**What the task requires:** Repeat the following lines exactly and nothing else: the line containing "For every instance of the market" and each line after it through the end of the listing.

○ ○ ○

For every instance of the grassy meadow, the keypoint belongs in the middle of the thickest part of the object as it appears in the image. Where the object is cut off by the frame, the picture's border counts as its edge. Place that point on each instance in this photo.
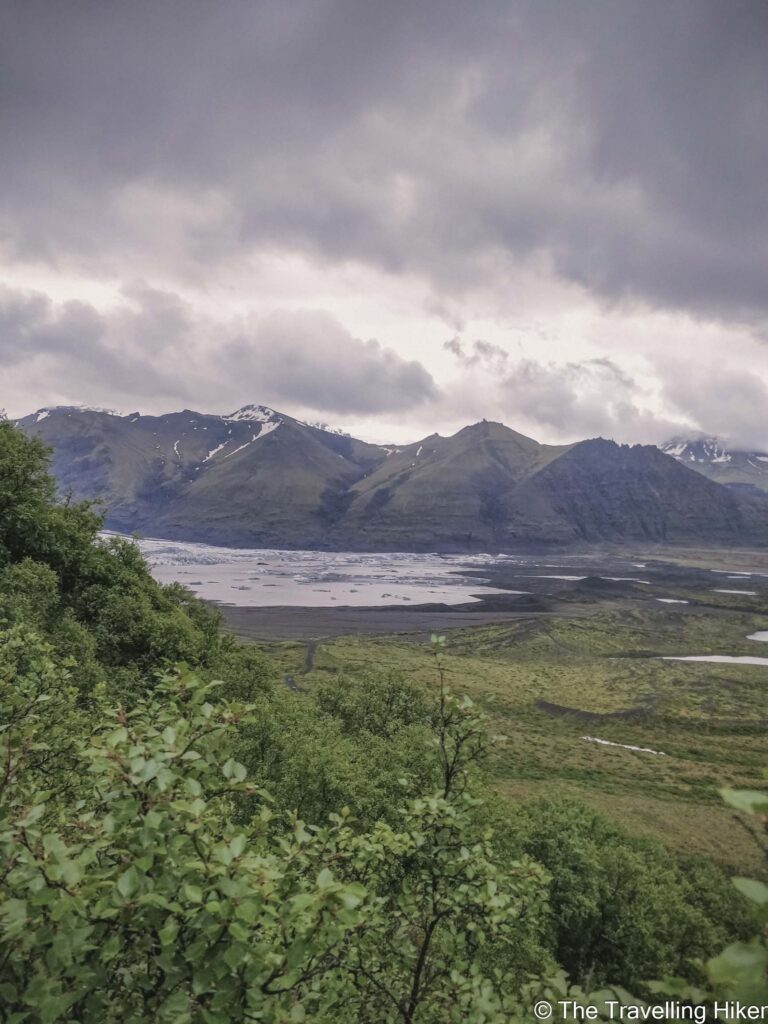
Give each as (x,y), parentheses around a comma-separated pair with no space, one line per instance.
(549,682)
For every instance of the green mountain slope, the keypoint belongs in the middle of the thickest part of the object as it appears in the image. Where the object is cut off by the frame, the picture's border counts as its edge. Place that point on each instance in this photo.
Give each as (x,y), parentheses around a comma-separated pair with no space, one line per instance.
(740,469)
(260,478)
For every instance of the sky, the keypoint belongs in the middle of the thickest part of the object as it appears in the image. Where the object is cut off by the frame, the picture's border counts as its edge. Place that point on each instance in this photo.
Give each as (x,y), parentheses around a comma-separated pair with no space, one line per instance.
(394,217)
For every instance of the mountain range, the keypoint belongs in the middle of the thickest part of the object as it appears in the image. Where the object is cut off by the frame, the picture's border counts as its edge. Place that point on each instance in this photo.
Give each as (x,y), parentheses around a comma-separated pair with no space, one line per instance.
(741,469)
(261,478)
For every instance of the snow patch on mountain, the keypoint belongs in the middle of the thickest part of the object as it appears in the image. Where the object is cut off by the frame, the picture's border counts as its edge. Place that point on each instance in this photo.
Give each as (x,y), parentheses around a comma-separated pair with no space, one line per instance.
(253,414)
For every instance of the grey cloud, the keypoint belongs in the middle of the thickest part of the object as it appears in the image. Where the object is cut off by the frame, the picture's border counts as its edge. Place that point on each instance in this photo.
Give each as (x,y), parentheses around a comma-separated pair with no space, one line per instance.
(154,347)
(721,400)
(567,401)
(621,141)
(307,357)
(479,353)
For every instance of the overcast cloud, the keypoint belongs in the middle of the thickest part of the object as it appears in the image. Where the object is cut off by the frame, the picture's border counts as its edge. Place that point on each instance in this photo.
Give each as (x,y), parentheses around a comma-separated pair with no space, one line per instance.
(315,195)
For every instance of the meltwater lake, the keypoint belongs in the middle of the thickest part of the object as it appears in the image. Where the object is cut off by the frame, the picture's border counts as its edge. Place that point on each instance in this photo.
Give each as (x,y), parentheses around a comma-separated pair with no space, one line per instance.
(257,579)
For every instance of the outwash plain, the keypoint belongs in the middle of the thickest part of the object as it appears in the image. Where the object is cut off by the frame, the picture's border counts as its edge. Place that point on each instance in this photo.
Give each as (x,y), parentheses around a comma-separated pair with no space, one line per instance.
(573,677)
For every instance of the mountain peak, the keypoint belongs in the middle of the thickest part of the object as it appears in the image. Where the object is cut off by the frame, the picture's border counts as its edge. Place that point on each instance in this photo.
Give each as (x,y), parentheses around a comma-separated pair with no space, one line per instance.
(254,414)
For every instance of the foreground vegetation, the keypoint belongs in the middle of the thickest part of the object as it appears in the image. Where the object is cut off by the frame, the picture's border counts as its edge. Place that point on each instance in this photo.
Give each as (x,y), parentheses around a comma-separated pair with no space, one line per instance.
(183,839)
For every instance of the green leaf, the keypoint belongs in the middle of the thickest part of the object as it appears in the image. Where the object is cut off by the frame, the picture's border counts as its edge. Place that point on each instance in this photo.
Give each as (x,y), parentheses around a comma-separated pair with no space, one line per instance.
(193,893)
(128,883)
(753,890)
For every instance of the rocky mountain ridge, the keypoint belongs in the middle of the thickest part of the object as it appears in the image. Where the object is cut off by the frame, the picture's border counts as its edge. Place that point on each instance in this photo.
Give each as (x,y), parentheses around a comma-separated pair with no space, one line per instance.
(258,477)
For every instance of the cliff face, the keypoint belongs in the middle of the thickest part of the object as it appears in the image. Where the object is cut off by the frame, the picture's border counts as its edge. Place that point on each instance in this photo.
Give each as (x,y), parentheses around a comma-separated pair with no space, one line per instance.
(261,478)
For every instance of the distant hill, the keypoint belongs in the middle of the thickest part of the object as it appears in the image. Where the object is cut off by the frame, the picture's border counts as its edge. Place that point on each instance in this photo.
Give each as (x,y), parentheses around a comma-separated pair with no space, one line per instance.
(261,478)
(736,468)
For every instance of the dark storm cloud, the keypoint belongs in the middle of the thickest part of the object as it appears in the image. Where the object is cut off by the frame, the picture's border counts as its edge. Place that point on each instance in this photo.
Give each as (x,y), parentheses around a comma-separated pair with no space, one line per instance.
(153,345)
(622,142)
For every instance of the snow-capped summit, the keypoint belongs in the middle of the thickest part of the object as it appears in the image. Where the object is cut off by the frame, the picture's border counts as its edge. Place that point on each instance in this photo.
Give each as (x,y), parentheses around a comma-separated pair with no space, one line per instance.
(711,457)
(709,450)
(254,414)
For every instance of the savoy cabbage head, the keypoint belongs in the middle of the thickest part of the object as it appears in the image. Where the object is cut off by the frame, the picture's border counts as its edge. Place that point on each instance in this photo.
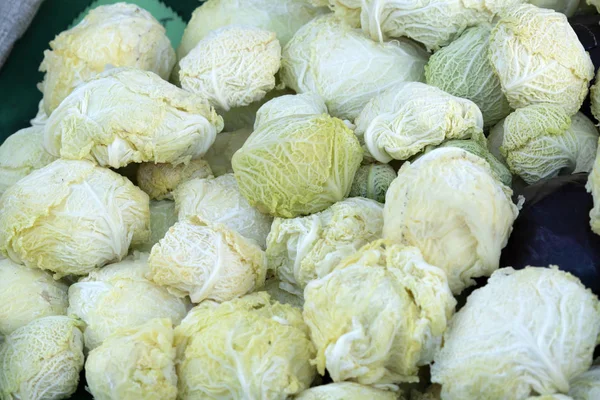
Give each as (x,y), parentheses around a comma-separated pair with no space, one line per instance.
(539,59)
(297,165)
(525,333)
(345,67)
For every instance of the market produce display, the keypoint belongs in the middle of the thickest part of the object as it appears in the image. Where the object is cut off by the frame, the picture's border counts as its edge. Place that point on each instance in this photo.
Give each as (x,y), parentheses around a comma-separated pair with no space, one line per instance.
(307,199)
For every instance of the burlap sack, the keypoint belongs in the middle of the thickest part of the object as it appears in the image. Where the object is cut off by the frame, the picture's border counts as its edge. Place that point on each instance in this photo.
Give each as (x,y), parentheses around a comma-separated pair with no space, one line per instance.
(15,17)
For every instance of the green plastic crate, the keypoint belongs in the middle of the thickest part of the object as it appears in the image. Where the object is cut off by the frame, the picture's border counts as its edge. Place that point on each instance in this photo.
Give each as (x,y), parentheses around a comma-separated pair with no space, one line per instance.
(19,96)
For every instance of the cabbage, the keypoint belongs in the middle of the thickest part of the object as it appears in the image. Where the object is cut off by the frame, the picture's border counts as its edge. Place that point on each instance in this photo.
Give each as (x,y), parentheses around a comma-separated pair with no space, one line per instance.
(159,180)
(21,153)
(289,105)
(449,204)
(525,333)
(42,360)
(435,23)
(346,391)
(126,115)
(379,315)
(162,216)
(284,17)
(221,152)
(272,287)
(567,7)
(242,118)
(297,165)
(462,69)
(345,67)
(538,58)
(250,348)
(306,248)
(219,200)
(586,386)
(372,181)
(232,66)
(401,121)
(71,217)
(119,296)
(478,146)
(27,294)
(207,261)
(123,35)
(541,141)
(133,364)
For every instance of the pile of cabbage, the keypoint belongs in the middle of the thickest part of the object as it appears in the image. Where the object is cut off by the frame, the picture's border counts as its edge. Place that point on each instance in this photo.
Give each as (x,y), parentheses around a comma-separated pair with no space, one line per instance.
(296,203)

○ ○ ○

**Exercise result:**
For every instance of the market produce display, the keypoint belongs in the middle of the thickest part of the object as it appears in the image. Where the object is cut off by the frame, the picture's border counts as its edge. Place that point on each instance in this photo.
Give each as (x,y), parentheses around a comma-separated pair with no space, one line per instance.
(307,199)
For every instance of the burlap sack, the keypoint belongs in the middle of the thickest part of the object as it appears in the image. Where the object is cut off by the frame, the picture's border counts as its edge. Place that point on each instance in this photo.
Give each as (x,y), parentheses around a comma-separated pair with no space, one line per instance.
(15,17)
For every instance of the green plastic crate, the keypoint belongs in the middle of the thickest part of the object as it appears in the image. Where the object is cut off by the frame, the picture's border counts as its edge. Place that point on each instance in this photo.
Give each as (x,y), parentheses around a comma-separated pair with no space, one line per instance.
(19,96)
For every instance of the cabbage, the keypoint belongs in the middle of the thickest part of the object as it appears in the image. Where the object is cut off by the frame, the picture's border counts as its edge. Place that point on each instance in this photo.
Give each as (x,y), parentheses around a comma-separated pair with no space, one line per instance.
(159,180)
(21,153)
(289,105)
(449,204)
(525,333)
(42,360)
(435,23)
(346,391)
(126,115)
(379,315)
(162,216)
(284,17)
(221,152)
(272,287)
(567,7)
(242,118)
(297,165)
(462,69)
(345,67)
(538,58)
(250,348)
(306,248)
(219,200)
(586,386)
(372,181)
(232,66)
(401,121)
(71,217)
(119,296)
(478,146)
(27,294)
(207,261)
(123,35)
(541,141)
(133,364)
For every instance of the pile of cabbage, the keypoint belongs in the middle of the thickest part of the object as it appears in the image. Where the object is cut off by the frame, the picture's border counts as its edge. Place that point on each instance in this photo.
Give each as (x,y), parentheses around a comma-separated pair with no space, one line per instance.
(296,203)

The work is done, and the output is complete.